### Excerpted data
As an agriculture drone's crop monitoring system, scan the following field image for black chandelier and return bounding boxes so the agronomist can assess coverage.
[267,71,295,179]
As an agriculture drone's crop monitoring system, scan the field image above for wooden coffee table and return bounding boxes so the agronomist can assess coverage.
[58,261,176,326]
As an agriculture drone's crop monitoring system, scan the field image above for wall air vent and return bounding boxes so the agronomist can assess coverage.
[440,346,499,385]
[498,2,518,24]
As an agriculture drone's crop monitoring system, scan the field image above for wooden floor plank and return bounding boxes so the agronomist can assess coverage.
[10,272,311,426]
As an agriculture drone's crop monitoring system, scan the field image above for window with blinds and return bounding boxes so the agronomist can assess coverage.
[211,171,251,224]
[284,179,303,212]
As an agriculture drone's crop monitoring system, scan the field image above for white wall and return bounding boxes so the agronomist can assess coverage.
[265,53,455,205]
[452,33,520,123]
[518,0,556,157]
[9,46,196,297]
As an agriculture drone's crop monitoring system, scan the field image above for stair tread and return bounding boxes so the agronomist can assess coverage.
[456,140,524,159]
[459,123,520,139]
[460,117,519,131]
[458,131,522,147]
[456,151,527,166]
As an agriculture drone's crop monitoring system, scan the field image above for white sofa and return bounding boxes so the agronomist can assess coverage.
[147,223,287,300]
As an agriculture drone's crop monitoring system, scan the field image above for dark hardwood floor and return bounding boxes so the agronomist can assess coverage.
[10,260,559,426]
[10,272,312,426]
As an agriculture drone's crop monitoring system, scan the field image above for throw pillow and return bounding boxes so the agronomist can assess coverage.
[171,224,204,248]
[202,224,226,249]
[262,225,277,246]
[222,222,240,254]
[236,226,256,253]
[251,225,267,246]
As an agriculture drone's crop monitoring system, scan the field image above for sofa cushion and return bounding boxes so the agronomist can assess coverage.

### Aim of the exercise
Copy every one of the records above verbatim, changing nothing.

### Reply
As an agriculture drone's crop monitoring system, scan the following field image for black chandelier and return bounding boxes so the agronomist can assess coverage.
[267,71,295,179]
As an agriculture drone's crop monitoring system, scan the field image above for wooden coffee table and return bounding boxes so the agronomist can assess coverage.
[58,261,176,326]
As an agriculture drone's crop monitoring system, scan the field image above for wall air vent and return bounding boxes so the agronomist can assess coverage.
[440,346,499,385]
[498,2,518,24]
As an agriculture drone's crop monitoring system, scan the field image above for wooden floor plank and return bounding boxes so the agronomist can assess coverage.
[10,272,311,426]
As an agriculture drone's crop monitoring system, scan the field image above for window with blinds and return bounding boxes so the agronomist can assess coverage.
[211,171,251,224]
[284,179,303,212]
As an agriculture drone's crop monitoring system, scan the field image above for white wall and return bounding boxes so the agronomist can assess coverage.
[265,53,455,205]
[452,33,520,123]
[518,0,556,157]
[9,46,196,297]
As an agriculture drone's crop monitoring system, scan the field image above for stair tread and return bounding boxes so the agronomist can assess coverage.
[456,140,524,159]
[459,123,520,139]
[460,117,519,131]
[458,131,522,147]
[456,151,527,166]
As an agriculture drone's crop monitoring system, scan the field image above for white sofa and return bounding boxes so the agronomist can assess coverage.
[147,223,287,300]
As an agriculture drone's crop monitoring system, scan the field image above for dark hardwood floor and return bounding boxes so the agronomist can assess coverage.
[10,260,559,426]
[10,272,312,426]
As an agriculture drone's crop monitoring system, scan the field image above for throw pillow and return bounding boxes so the agronomist can assess coverage.
[171,224,204,248]
[202,224,226,249]
[262,225,277,246]
[222,222,240,254]
[236,226,256,253]
[251,225,267,246]
As an agriculture drone's crop monitoring system, scan the field image above for sofa cushion and return bounding boxes so the agronomist can assess coverage.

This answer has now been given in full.